#### [AUFGABE]
Geben Sie aus dem Lesetext über die Sammlung von Altarzneimitteln den Abschnitt wortgetreu wieder, der mit den Worten „Das Einsammeln war“ beginnt und mit „freut sich Heinrich.“ endet.

#### [LESETEXT]
· · · · · · ·

Das Einsammeln war ein großer Erfolg: „Wir haben dafür bisher sehr viel positive Resonanz erhalten“, so Heinrich. „Nach einer Probephase mit mehreren ausgewählten Apotheken haben wir uns entschlossen, einen Sammel-Container vor dem Universitätsgebäude aufzustellen, über den die ortsansässigen Apotheken ihre Altarzneimittel bei uns abgeben können“, so der Experte. Das Projekt wurde so gut angenommen, dass das Einzugsgebiet mittlerweile ausgeweitet werden konnte: „Etwa 300.000 Menschen haben nun die Möglichkeit, Altmedikamente an bestimmten Sammelstellen abzugeben und diese somit der Forschung zur Verfügung zu stellen“, freut sich Heinrich.

· · · · · · ·

#### [ENTNOMMENES MATERIAL]
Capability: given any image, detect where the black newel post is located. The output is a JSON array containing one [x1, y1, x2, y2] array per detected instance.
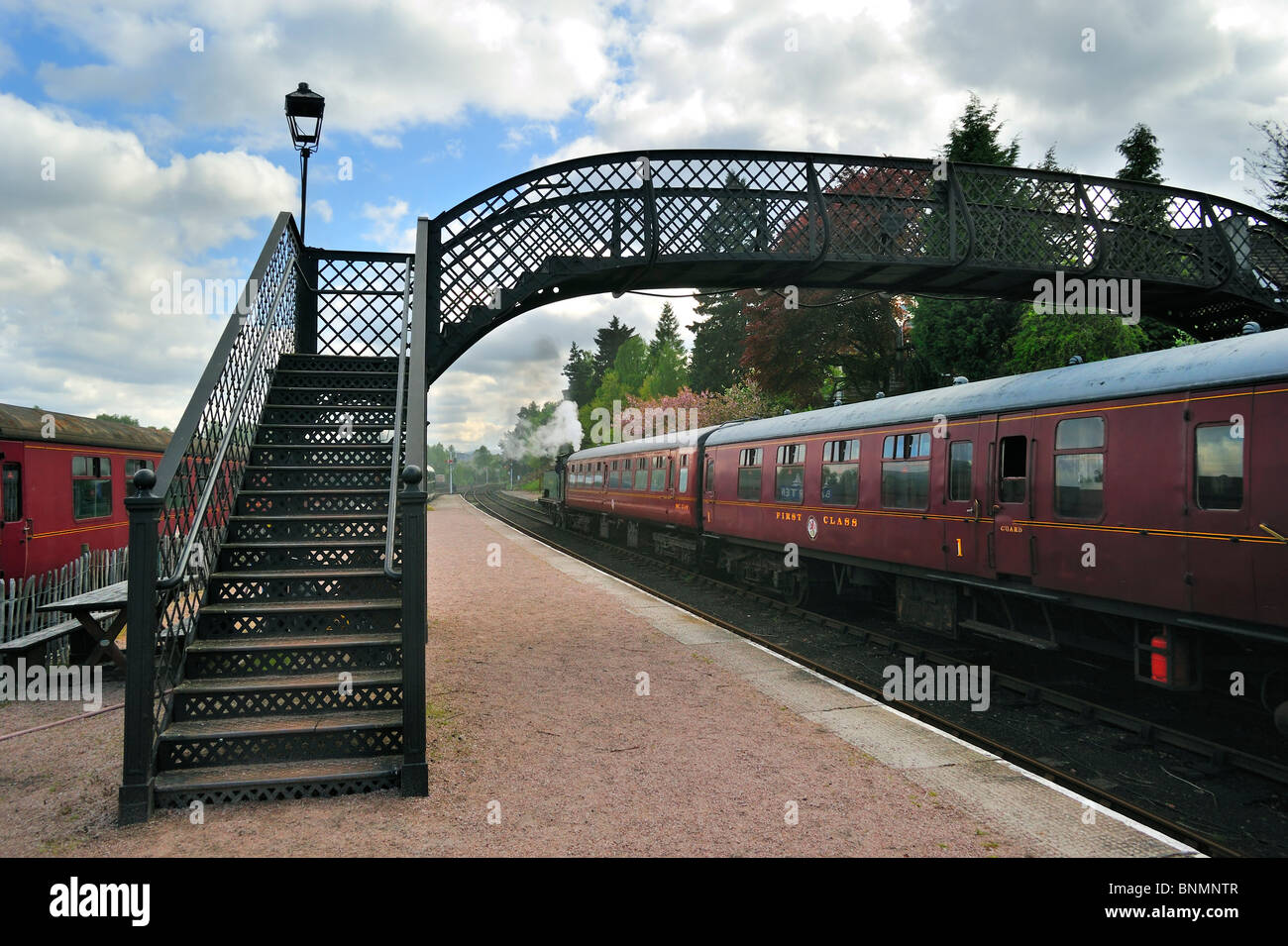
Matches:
[[117, 470, 162, 825], [398, 464, 429, 795], [295, 246, 318, 356]]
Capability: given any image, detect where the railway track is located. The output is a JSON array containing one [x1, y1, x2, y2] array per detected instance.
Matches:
[[465, 490, 1288, 857]]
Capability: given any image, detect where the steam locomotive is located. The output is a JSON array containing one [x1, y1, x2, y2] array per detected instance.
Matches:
[[541, 330, 1288, 727]]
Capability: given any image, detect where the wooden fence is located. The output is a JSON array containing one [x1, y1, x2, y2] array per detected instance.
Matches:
[[0, 549, 129, 659]]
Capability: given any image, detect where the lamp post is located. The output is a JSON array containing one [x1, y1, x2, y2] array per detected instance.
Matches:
[[286, 82, 326, 244]]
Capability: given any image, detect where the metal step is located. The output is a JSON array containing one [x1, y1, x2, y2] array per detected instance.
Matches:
[[154, 754, 402, 808], [235, 487, 389, 516], [158, 710, 403, 773], [172, 670, 402, 722], [209, 568, 400, 606], [218, 538, 402, 572], [228, 510, 402, 543]]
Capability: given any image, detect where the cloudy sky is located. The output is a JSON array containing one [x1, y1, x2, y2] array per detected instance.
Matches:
[[0, 0, 1288, 449]]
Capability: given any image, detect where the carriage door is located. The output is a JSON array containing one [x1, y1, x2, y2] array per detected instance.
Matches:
[[0, 464, 23, 578], [1184, 395, 1256, 620], [988, 414, 1034, 577]]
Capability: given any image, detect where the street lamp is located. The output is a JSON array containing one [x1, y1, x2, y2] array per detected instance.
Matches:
[[286, 82, 326, 244]]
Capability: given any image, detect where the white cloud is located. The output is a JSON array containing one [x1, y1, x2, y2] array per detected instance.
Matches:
[[25, 0, 619, 147], [0, 94, 295, 426], [362, 197, 416, 253]]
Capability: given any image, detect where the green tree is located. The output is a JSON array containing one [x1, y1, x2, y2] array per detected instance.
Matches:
[[613, 335, 648, 394], [563, 343, 595, 404], [1252, 121, 1288, 220], [592, 315, 636, 388], [1113, 124, 1176, 352], [690, 292, 747, 391], [639, 340, 690, 400], [1009, 306, 1145, 373], [648, 302, 684, 369], [912, 93, 1024, 381], [690, 172, 769, 392]]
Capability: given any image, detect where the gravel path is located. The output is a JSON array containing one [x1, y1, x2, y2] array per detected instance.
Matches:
[[0, 497, 1048, 857]]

· · · · · · ·

#### [ANTWORT]
Das Einsammeln war ein großer Erfolg: „Wir haben dafür bisher sehr viel positive Resonanz erhalten“, so Heinrich. „Nach einer Probephase mit mehreren ausgewählten Apotheken haben wir uns entschlossen, einen Sammel-Container vor dem Universitätsgebäude aufzustellen, über den die ortsansässigen Apotheken ihre Altarzneimittel bei uns abgeben können“, so der Experte. Das Projekt wurde so gut angenommen, dass das Einzugsgebiet mittlerweile ausgeweitet werden konnte: „Etwa 300.000 Menschen haben nun die Möglichkeit, Altmedikamente an bestimmten Sammelstellen abzugeben und diese somit der Forschung zur Verfügung zu stellen“, freut sich Heinrich.